------ Data ------

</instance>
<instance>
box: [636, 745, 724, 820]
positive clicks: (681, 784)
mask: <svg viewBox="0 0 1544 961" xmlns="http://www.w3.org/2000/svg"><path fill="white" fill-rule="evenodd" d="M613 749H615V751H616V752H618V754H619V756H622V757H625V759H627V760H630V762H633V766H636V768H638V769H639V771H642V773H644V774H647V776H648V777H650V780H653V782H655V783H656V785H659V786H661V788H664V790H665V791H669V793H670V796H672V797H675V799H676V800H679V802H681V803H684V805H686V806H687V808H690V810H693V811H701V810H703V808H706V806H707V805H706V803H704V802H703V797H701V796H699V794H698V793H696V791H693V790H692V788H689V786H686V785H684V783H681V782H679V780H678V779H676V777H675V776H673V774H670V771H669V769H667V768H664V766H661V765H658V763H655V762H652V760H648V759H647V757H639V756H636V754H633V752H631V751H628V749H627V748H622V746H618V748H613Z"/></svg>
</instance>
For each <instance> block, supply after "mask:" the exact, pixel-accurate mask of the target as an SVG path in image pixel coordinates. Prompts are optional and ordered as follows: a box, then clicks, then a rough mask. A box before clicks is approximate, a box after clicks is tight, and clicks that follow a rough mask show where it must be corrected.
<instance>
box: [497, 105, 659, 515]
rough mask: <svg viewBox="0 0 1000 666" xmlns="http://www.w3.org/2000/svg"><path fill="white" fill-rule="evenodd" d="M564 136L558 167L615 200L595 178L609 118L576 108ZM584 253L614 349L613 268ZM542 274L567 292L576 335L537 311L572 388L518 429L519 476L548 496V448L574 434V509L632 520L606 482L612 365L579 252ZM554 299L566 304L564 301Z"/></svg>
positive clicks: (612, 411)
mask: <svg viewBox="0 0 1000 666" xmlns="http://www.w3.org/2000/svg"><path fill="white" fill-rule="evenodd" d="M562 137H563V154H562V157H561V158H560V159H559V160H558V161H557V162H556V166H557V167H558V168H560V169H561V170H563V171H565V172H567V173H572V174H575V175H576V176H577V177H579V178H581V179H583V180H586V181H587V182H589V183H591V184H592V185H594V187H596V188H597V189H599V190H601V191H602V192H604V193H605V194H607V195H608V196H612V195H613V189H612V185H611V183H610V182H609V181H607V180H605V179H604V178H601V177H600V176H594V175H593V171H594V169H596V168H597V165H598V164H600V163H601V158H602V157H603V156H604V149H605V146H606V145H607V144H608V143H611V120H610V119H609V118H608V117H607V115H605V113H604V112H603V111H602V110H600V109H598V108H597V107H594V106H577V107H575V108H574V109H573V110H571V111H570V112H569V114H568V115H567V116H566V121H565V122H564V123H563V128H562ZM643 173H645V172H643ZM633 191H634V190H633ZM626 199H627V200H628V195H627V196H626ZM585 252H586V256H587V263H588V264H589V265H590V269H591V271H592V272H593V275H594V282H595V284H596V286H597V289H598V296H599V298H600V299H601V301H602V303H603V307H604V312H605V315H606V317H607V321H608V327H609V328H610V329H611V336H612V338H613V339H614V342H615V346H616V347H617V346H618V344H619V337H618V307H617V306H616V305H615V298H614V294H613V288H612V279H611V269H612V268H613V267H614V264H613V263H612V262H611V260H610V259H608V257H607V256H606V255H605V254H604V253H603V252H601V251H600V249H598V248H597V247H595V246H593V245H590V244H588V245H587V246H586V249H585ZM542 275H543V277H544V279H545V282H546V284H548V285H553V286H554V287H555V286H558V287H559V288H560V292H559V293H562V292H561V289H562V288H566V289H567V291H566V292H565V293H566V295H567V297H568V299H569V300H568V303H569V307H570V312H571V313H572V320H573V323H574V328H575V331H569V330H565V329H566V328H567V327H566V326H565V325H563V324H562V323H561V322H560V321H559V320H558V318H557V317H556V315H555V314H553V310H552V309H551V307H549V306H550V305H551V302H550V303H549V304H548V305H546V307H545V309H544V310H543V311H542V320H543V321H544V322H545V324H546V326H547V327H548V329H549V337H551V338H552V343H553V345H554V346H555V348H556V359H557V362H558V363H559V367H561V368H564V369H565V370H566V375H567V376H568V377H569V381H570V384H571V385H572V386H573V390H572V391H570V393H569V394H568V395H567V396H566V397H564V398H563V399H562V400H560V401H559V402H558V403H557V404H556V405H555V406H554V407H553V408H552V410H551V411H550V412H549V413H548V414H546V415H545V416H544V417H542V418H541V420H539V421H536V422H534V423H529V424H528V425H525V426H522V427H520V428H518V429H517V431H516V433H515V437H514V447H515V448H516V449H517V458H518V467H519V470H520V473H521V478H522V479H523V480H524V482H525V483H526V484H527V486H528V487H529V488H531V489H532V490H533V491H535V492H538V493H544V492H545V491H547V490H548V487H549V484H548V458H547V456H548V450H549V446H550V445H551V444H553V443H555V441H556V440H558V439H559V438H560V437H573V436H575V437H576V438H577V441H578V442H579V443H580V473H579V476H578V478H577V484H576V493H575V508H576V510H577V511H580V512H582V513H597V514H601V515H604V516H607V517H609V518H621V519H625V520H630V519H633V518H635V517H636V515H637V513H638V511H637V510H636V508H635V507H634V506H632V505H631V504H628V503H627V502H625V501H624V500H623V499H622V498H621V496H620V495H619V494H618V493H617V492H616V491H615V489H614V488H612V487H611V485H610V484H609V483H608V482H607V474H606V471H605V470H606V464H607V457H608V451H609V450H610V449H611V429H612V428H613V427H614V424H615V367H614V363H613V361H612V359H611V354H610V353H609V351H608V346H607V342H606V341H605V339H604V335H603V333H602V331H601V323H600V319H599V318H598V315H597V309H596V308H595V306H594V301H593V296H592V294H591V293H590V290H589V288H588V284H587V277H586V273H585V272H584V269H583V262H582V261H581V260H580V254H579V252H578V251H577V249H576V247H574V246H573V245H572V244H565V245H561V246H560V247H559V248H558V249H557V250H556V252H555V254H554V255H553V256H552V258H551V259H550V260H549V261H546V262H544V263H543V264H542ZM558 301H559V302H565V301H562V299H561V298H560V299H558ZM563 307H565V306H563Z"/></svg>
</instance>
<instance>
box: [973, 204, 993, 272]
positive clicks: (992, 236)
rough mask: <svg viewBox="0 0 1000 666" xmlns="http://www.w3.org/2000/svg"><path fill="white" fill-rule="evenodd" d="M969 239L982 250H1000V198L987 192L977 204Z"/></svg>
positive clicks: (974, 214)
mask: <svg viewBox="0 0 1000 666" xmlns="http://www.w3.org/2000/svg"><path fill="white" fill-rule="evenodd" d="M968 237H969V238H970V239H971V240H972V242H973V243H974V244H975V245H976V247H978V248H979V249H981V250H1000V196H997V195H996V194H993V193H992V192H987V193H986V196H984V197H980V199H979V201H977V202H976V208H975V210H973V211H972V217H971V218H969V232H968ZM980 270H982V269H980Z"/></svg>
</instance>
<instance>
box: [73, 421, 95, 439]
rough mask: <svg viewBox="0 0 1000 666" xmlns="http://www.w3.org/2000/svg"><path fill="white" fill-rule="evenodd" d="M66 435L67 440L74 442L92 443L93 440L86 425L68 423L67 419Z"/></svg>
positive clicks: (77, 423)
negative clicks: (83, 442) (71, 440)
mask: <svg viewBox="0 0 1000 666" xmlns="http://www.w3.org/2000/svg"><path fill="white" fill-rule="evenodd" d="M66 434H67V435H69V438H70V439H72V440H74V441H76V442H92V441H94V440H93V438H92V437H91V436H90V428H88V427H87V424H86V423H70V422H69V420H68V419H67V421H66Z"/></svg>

------

Task statement: Given the records above, reproduce precisely and only the lines between the line holding "239L982 250H1000V198L987 192L977" and the line holding "positive clicks: (77, 423)", inclusive.

Written solution:
rough mask: <svg viewBox="0 0 1000 666" xmlns="http://www.w3.org/2000/svg"><path fill="white" fill-rule="evenodd" d="M969 239L982 250H1000V198L987 192L977 204Z"/></svg>
positive clicks: (974, 214)
mask: <svg viewBox="0 0 1000 666" xmlns="http://www.w3.org/2000/svg"><path fill="white" fill-rule="evenodd" d="M968 237H969V238H970V239H971V240H972V242H973V243H974V244H975V245H976V247H978V248H979V249H981V250H1000V196H997V195H996V194H993V193H992V192H987V193H986V196H984V197H980V199H979V201H977V202H976V208H975V210H973V211H972V217H971V218H969V232H968ZM980 270H982V269H980Z"/></svg>
</instance>
<instance>
box: [73, 421, 95, 439]
rough mask: <svg viewBox="0 0 1000 666" xmlns="http://www.w3.org/2000/svg"><path fill="white" fill-rule="evenodd" d="M66 435L67 440L74 442L92 443L93 440L86 425L68 423L67 419Z"/></svg>
positive clicks: (77, 423)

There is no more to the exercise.